[[ Data to examine, beginning ]]
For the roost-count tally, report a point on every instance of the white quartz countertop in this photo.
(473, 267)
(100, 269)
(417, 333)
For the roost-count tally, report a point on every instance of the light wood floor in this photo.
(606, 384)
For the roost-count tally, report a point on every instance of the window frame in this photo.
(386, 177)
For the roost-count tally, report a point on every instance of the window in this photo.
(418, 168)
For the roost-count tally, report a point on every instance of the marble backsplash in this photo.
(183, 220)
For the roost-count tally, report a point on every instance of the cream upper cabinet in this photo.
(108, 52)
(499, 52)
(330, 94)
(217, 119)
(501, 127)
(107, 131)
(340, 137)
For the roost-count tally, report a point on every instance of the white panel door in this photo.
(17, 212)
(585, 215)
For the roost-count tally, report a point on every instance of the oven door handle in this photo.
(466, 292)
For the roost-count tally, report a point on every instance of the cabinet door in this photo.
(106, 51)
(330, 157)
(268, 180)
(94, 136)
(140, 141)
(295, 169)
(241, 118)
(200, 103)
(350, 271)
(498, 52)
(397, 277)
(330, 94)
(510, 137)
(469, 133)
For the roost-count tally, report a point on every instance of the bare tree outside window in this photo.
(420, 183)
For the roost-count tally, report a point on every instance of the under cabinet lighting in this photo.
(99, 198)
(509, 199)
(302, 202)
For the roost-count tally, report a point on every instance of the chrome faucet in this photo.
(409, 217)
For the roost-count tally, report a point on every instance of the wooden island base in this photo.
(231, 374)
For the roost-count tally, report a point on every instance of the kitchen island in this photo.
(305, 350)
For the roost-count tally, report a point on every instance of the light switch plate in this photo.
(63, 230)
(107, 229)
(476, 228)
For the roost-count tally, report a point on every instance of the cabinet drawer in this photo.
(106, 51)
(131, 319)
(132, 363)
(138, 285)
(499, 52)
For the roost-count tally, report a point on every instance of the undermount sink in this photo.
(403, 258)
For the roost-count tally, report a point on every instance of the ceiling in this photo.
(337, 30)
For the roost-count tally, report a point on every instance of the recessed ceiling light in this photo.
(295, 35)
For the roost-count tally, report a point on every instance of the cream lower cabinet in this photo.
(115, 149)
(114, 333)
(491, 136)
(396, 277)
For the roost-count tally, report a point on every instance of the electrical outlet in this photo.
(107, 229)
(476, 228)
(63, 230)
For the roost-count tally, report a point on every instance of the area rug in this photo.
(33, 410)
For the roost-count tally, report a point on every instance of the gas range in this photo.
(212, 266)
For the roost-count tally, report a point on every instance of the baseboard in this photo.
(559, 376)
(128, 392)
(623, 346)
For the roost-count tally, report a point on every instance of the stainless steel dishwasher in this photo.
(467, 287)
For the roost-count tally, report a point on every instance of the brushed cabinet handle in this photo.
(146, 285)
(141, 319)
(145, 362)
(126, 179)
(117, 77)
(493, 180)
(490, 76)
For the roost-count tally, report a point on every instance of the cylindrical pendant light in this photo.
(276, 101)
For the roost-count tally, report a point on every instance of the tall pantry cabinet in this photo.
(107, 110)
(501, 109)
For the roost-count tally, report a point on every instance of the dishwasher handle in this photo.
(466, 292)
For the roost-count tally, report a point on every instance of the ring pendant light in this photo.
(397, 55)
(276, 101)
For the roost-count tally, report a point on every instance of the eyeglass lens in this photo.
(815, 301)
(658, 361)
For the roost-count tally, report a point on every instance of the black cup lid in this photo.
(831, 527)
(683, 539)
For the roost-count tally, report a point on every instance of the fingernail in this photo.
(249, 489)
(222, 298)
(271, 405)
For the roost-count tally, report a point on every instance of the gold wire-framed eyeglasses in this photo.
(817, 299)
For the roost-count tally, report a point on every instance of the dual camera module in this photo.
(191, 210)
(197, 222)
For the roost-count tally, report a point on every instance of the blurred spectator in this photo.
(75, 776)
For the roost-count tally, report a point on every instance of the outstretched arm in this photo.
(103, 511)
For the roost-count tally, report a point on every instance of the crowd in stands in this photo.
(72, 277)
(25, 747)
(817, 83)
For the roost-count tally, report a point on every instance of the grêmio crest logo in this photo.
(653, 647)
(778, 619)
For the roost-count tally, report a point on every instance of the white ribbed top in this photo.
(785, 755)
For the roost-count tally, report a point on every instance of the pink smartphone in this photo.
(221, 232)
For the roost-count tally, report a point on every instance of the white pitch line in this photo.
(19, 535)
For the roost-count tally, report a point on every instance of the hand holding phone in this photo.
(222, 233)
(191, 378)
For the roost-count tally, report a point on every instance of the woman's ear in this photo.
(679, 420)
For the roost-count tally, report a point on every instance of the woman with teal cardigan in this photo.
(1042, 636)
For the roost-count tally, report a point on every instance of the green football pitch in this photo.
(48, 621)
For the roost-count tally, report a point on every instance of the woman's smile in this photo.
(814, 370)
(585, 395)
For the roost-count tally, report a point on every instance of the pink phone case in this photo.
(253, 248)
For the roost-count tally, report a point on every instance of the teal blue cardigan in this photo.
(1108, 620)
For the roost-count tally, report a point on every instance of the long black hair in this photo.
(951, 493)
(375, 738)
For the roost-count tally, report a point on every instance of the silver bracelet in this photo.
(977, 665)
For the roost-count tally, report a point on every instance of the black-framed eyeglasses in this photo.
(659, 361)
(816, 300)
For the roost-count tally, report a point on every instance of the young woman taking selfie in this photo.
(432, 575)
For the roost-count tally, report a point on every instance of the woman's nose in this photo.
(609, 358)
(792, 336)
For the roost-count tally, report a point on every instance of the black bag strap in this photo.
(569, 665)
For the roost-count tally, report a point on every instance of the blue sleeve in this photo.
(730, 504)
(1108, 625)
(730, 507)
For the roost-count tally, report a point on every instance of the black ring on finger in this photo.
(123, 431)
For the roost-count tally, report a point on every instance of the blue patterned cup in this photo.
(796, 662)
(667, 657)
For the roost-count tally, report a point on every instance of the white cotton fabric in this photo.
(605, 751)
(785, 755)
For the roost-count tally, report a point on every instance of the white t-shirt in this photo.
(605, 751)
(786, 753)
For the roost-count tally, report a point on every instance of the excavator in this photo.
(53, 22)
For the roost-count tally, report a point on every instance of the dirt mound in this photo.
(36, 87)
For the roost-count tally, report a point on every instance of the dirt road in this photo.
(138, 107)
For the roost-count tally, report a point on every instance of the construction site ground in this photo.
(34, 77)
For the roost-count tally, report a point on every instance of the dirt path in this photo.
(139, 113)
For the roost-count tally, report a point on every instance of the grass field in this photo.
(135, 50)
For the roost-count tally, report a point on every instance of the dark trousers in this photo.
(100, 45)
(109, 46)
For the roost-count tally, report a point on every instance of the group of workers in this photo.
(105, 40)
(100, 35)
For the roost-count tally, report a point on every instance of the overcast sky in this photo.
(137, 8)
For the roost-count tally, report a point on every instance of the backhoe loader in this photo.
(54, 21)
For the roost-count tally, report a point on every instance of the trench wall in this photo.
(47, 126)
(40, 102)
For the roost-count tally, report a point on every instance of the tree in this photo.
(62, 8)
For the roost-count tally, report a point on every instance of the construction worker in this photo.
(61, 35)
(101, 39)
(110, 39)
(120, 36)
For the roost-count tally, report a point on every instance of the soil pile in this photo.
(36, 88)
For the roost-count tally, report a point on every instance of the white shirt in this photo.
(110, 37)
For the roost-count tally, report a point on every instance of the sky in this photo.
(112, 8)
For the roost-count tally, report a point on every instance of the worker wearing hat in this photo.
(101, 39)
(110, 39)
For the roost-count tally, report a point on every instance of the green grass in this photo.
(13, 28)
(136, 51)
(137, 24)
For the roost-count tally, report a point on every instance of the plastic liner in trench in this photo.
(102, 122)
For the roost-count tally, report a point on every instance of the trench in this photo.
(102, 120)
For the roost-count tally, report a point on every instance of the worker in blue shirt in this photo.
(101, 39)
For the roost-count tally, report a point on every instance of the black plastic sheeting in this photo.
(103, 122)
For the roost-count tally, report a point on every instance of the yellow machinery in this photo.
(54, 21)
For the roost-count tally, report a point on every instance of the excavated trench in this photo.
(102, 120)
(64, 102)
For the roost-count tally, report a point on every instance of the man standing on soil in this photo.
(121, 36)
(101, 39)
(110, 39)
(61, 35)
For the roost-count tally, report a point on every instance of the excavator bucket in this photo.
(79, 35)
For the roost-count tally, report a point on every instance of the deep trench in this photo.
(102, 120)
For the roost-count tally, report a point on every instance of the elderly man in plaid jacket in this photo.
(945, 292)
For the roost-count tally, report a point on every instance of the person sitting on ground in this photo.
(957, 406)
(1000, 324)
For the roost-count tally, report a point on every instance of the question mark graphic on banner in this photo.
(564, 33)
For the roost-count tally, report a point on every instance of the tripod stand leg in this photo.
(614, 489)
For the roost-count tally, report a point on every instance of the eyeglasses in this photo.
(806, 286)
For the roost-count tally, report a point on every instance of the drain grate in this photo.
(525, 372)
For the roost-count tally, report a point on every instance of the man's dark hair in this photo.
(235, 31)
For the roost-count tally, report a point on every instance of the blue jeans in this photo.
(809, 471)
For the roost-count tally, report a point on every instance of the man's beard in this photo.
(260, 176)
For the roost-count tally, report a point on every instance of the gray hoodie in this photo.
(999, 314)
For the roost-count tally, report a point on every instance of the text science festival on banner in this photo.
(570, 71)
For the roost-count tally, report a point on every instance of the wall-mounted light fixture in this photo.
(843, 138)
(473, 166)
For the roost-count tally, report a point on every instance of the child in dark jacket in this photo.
[[ Data to examine, end ]]
**Directions for this task**
All that should be returned is the run of lines from the one with "plaid jacket in this photo." to the last line of the material above, copied exactly.

**Answer for the task**
For the roost-count tally, report a point on every instance of the elderly man in plaid jacket in this photo.
(945, 292)
For the roost-count tally, report a point on every instance of the person sitting on ground in this photo.
(957, 406)
(1000, 324)
For the roost-count tally, report a point on every instance of the question mark graphic on banner in this photo.
(564, 33)
For the roost-count tally, report a point on every instance of the tripod stand leg in this photo.
(614, 489)
For the roost-count tally, report a point on every instance of the eyeglasses in this photo.
(806, 286)
For the roost-count tally, report a point on every instance of the drain grate in this photo.
(525, 372)
For the roost-count tally, report a point on every instance of the man's dark hair in this photo.
(235, 31)
For the roost-count tally, report a point on every instance of the blue jeans in this photo.
(809, 471)
For the roost-count tally, report a point on every instance of the man's beard in this photo.
(260, 176)
For the roost-count tally, report a point on every instance of the gray hoodie in this photo.
(999, 314)
For the roost-count tally, report a point on every instance of the text science festival on banner in this photo.
(570, 71)
For the roost-count tally, report a point on every instance of the wall-mounted light fixture in this photo.
(843, 138)
(473, 166)
For the roost-count tally, report a point on every instance of the child in dark jacket in this photo.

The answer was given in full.